→ **EXTRAIT DU TEXTE**:
« Abattre ce gouvernement  » (Aurélien Pradié)

« Abattre ce gouvernement  » (Aurélien Pradié)

Le député LR du Lot fustige dans la Tribune le projet de loi sur l’immigration réécrit par les sénateurs de son camp. Il regrette la participation d’Éric Ciotti aux rencontres de Saint-Denis vendredi.

Le projet de loi sur l’immigration a été réécrit et durci par les sénateurs LR. Ce texte, qui viendra à l’Assemblée le 11 décembre, vous satisfait-il ?

AURÉLIEN PRADIÉ- Non, car il contient des renoncements. La position de fermeté et de cohérence qui est celle des Républicains depuis le début n’a pas été suivie au Sénat. Le texte qui en sort n’est finalement pas celui des ­Républicains, c’est celui des centristes. Nous n’avons pas le droit de tromper les Français. Le sujet est trop grave pour leur mentir ou tenter de les illusionner. Les intérêts de la nation doivent être supérieurs aux intérêts tactiques d’une majorité ­sénatoriale.

→ **ENTRÉES**:

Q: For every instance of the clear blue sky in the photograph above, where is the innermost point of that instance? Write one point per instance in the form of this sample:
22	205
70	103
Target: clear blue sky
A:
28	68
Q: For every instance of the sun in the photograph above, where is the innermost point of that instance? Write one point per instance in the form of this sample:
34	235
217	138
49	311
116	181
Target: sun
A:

→ **TÂCHES À FAIRE**:
(a) D'après l'extrait, quand le projet de loi sur l'immigration arrivera-t-il à l'Assemblée ?
(b) Recopiez, s'il vous plaît, le passage de l'extrait qui va de « AURÉLIEN PRADIÉ- Non, car » jusqu'à « d’une majorité ­sénatoriale. » inclus.

→ **RÉPONSES PAR TÂCHE**:
(a) Le 11 décembre.

(b)
AURÉLIEN PRADIÉ- Non, car il contient des renoncements. La position de fermeté et de cohérence qui est celle des Républicains depuis le début n’a pas été suivie au Sénat. Le texte qui en sort n’est finalement pas celui des ­Républicains, c’est celui des centristes. Nous n’avons pas le droit de tromper les Français. Le sujet est trop grave pour leur mentir ou tenter de les illusionner. Les intérêts de la nation doivent être supérieurs aux intérêts tactiques d’une majorité ­sénatoriale.